* begin PROVIDED ENTRIES *

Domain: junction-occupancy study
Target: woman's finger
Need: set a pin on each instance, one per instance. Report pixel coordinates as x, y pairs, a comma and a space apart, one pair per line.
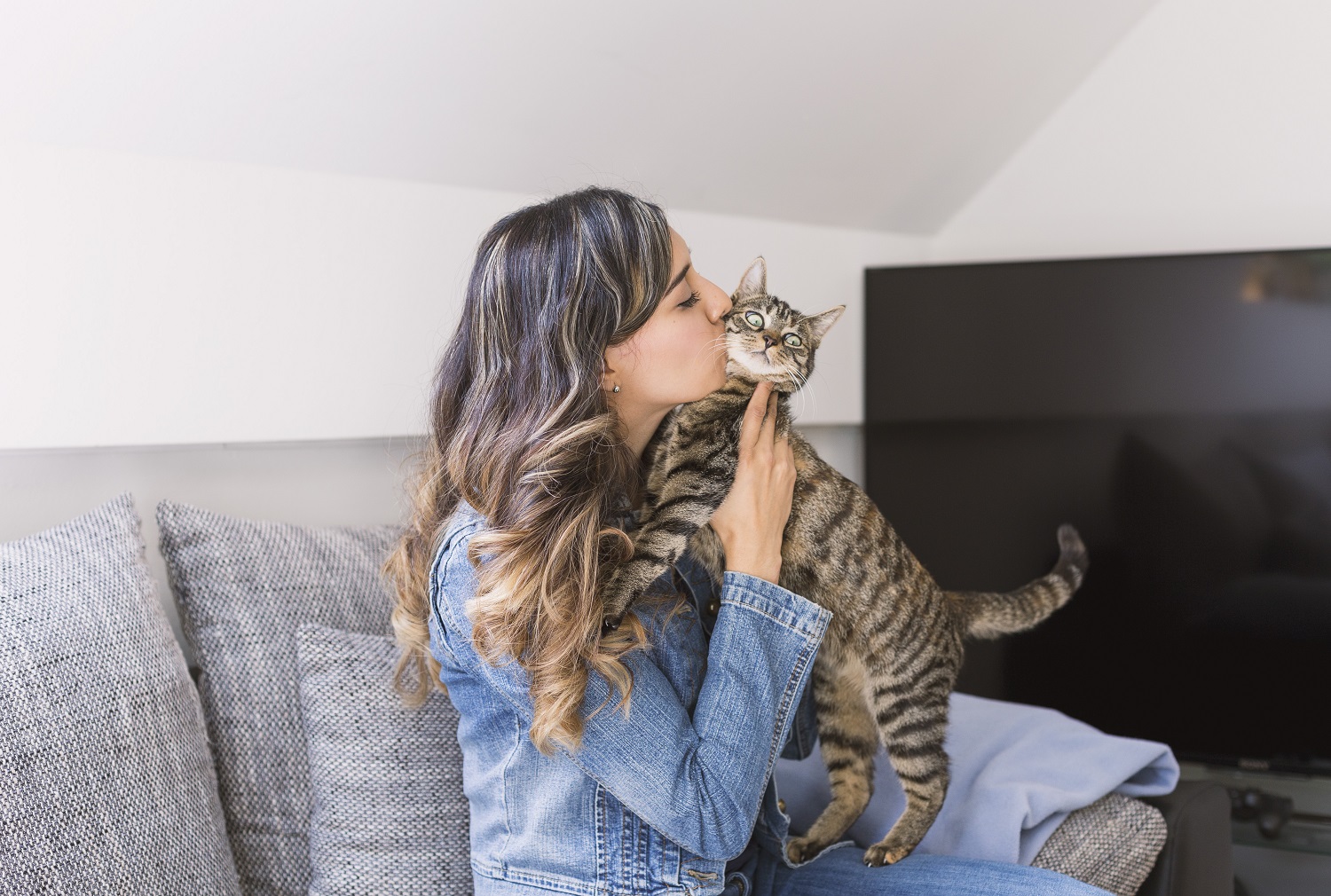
752, 423
768, 433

* end PROVIDED ENTRIES *

◆ SET PROBLEM
Can you render all of the data above as a JSON list of strings, one string per line, with blank lines dropped and the pictures left out?

◆ ANSWER FOR THE TASK
[
  "Domain: junction-occupancy study",
  "Target: woman's finger",
  "Need: set a pin on each instance, one per instance. Report pixel coordinates as x, y pairs, a comma and a space apart, one pair per line.",
  "752, 423",
  "768, 433"
]